What you are asked to do | List each line in the data below that contains the word "marinara". Case counts.

Supplied entries |
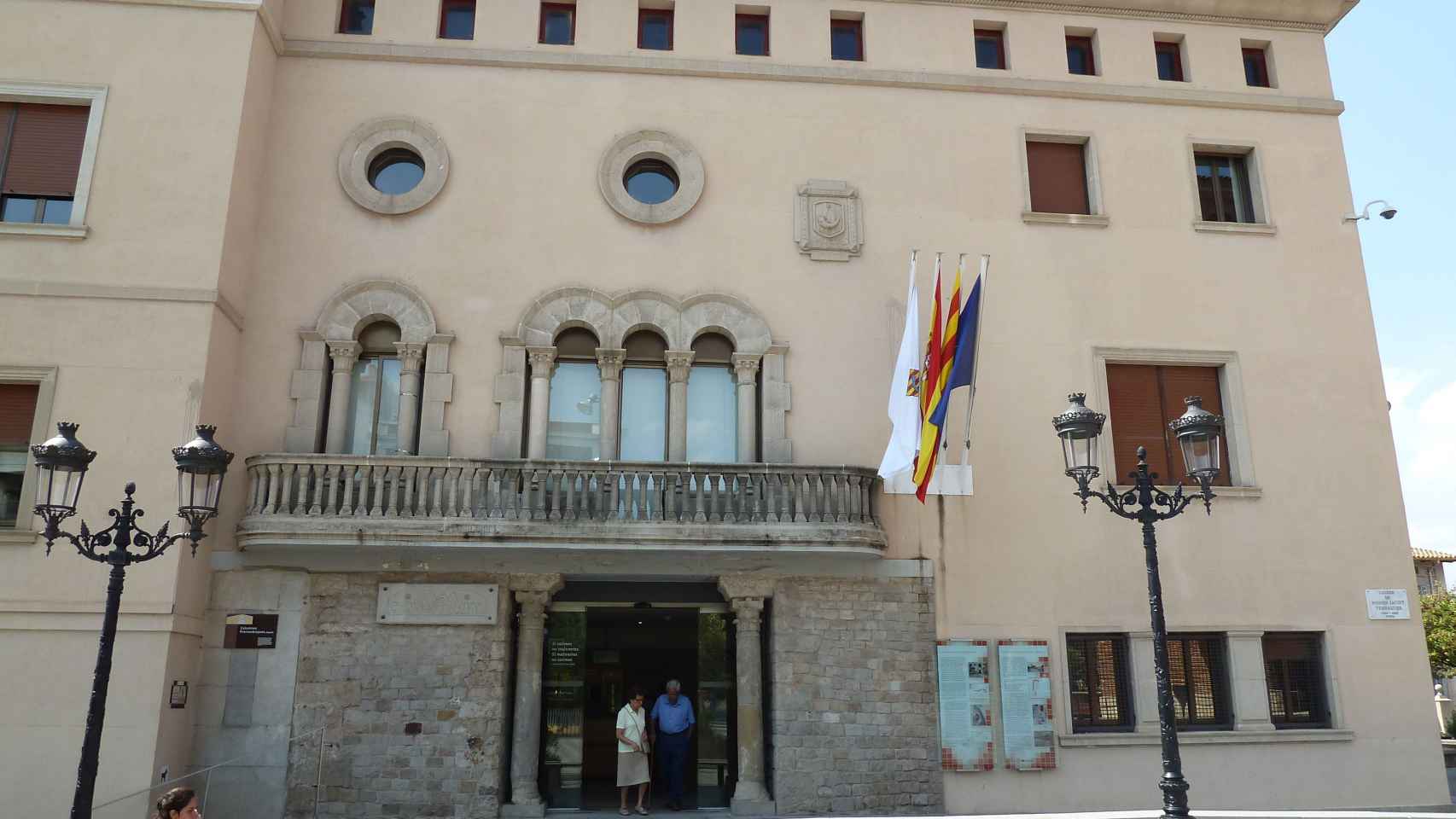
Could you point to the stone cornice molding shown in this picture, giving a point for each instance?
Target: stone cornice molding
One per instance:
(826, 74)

==

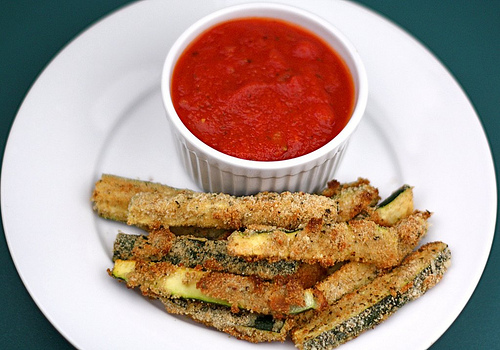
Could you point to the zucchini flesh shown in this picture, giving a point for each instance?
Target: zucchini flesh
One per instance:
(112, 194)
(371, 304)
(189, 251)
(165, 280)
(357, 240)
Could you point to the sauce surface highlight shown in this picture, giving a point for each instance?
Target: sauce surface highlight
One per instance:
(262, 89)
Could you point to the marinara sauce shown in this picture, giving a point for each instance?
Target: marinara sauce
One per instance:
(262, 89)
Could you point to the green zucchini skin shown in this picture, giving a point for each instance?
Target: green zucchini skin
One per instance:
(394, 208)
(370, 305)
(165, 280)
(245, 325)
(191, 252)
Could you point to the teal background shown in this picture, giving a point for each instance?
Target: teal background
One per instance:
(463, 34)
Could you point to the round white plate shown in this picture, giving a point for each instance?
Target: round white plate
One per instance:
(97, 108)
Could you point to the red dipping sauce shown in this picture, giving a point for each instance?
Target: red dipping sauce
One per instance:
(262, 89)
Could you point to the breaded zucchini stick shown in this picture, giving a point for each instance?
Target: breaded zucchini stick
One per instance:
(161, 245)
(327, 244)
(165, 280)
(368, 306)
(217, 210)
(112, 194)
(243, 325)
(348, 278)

...

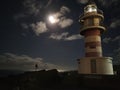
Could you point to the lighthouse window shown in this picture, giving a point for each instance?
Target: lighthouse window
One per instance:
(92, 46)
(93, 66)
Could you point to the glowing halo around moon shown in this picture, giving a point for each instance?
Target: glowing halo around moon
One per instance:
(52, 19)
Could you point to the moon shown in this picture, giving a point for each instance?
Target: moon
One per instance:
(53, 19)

Response for this exercise |
Could you point to the marinara sauce shown in this picture, giving a point for each instance?
Target: marinara sauce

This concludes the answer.